■ **Goal of the exercise**
Reproduce every entry below with "photo" swapped for "image" wherever it occurs, leaving all other text and coordinates unchanged. Omit the pictures from the output.

■ **Record list**
++++++++

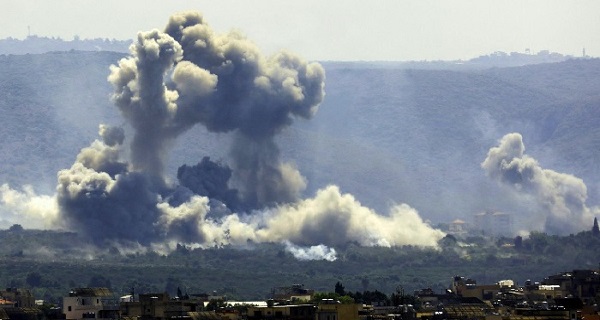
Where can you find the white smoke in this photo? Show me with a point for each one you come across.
(561, 197)
(320, 252)
(28, 209)
(117, 193)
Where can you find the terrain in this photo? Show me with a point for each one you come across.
(386, 133)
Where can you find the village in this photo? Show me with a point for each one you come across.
(564, 296)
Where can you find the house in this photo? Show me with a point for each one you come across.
(333, 310)
(20, 298)
(160, 306)
(296, 292)
(90, 303)
(286, 311)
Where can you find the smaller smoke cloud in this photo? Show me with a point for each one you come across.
(28, 209)
(561, 197)
(111, 136)
(337, 219)
(319, 252)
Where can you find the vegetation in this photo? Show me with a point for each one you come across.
(49, 265)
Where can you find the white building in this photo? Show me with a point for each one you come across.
(494, 223)
(90, 303)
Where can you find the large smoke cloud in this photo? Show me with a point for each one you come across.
(561, 197)
(117, 191)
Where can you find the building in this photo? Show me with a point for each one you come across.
(494, 223)
(333, 310)
(296, 292)
(19, 298)
(160, 306)
(286, 312)
(90, 303)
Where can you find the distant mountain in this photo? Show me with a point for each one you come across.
(386, 132)
(34, 44)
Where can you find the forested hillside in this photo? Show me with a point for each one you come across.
(51, 263)
(385, 134)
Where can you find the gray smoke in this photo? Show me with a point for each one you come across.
(188, 75)
(561, 197)
(172, 81)
(209, 179)
(254, 95)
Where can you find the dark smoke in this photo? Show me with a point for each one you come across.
(172, 81)
(209, 179)
(188, 75)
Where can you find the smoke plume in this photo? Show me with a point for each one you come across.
(117, 192)
(561, 197)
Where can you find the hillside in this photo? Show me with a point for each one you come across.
(250, 273)
(385, 135)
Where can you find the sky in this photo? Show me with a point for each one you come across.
(392, 30)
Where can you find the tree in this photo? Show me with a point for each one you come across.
(99, 281)
(518, 242)
(34, 279)
(339, 289)
(595, 230)
(16, 228)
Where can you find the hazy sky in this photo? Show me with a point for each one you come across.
(335, 30)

++++++++

■ **Exercise response**
Where can you find the white smoke in this image? Show me with a point for each one you come across.
(561, 197)
(320, 252)
(28, 209)
(117, 193)
Where can you find the terrain in this image? Show me with a point for each one you come across.
(386, 133)
Where can you find the village in this image? Show me with a point for each one you come across.
(564, 296)
Where can you find the house in this image? Show me with a point for each one you come across.
(333, 310)
(20, 298)
(160, 306)
(296, 292)
(90, 303)
(286, 311)
Where can you find the smaller smoke cloud in this image? Show me with a point for each one you come across.
(28, 209)
(561, 197)
(111, 136)
(337, 219)
(319, 252)
Where can you find the vegetation in this image? Show me with a point for each one you come across.
(49, 265)
Where can you find the white building in this image? Show me with a point for each one you come across.
(494, 223)
(90, 303)
Where can you find the large smoke cloud in this image? Show me with a point for each one you come across.
(561, 197)
(117, 191)
Where can you find the building in this image? Show me with a point for each one you come across.
(494, 223)
(333, 310)
(296, 292)
(19, 298)
(160, 306)
(286, 312)
(90, 303)
Where can you find the distant mountain in this image? Show me with a point for each one you come across.
(386, 132)
(34, 44)
Where can you find the forested hillside in this image? Show me with a point for each one you come across.
(51, 263)
(385, 134)
Where can you find the gray smoke in this image? Show me with a point for each one you come across.
(188, 75)
(561, 197)
(172, 81)
(209, 179)
(254, 95)
Where can you find the dark smoke in this image? Show me with a point for each one you come across.
(172, 81)
(209, 179)
(188, 75)
Where can you find the smoke plume in this image? Show me with a point for each one you come across.
(117, 192)
(561, 197)
Where can you find the hillside in this image? Show me with a point for each one you come across.
(250, 273)
(385, 135)
Where can you find the sky in this image? Show me with a point for each one you come across.
(392, 30)
Where can you find the tree in this image? Show me with a point for each one you come across.
(99, 281)
(518, 242)
(34, 279)
(339, 289)
(595, 230)
(16, 228)
Where can you find the hazy sky in this image? Show me with a point for each one you come across.
(335, 30)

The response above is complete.